_Task goal_
Only the last stretch of the records is wanted: restate word for word the line with "Mark one point on each instance of the dog's ear" and every line after it.

Point localization data:
-------------------------
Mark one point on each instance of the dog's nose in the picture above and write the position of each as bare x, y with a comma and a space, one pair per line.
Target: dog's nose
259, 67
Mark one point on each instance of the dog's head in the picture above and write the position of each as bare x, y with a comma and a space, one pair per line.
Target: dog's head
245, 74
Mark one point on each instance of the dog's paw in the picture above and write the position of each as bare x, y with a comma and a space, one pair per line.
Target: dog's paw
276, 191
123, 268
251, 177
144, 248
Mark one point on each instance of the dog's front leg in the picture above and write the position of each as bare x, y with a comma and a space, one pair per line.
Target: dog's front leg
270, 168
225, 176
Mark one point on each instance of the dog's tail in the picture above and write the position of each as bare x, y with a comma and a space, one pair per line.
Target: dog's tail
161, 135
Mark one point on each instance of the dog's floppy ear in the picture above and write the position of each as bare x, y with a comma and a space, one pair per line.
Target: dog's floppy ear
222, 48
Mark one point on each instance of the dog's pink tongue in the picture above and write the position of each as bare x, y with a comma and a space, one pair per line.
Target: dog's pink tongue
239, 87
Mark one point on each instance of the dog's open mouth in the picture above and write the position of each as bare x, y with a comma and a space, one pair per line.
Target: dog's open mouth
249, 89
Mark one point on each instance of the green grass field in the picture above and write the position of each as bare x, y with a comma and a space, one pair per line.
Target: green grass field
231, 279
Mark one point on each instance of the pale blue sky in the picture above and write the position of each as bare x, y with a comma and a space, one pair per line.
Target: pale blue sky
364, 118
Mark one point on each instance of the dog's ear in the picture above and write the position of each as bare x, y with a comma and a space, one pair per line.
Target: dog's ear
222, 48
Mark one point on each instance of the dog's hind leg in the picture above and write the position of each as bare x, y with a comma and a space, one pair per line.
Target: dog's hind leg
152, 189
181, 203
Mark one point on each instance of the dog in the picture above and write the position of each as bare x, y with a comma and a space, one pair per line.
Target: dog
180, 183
-------------------------
_Solution for this task_
Mark one point on each instance of the dog's ear in the picture above and write the position of each as bare x, y with a comma and a space, one pair per line.
Target: dog's ear
222, 48
Mark one point on each instance of the dog's hind leg in the picture above and write the position of each as bare x, y with a comma and a space, one pair per line.
Target: dog's hind leg
152, 189
181, 203
Mark one point on each instance of the dog in the picture above and write the position of each as bare x, y with a comma and a space, one pair per line.
Target: dog
180, 183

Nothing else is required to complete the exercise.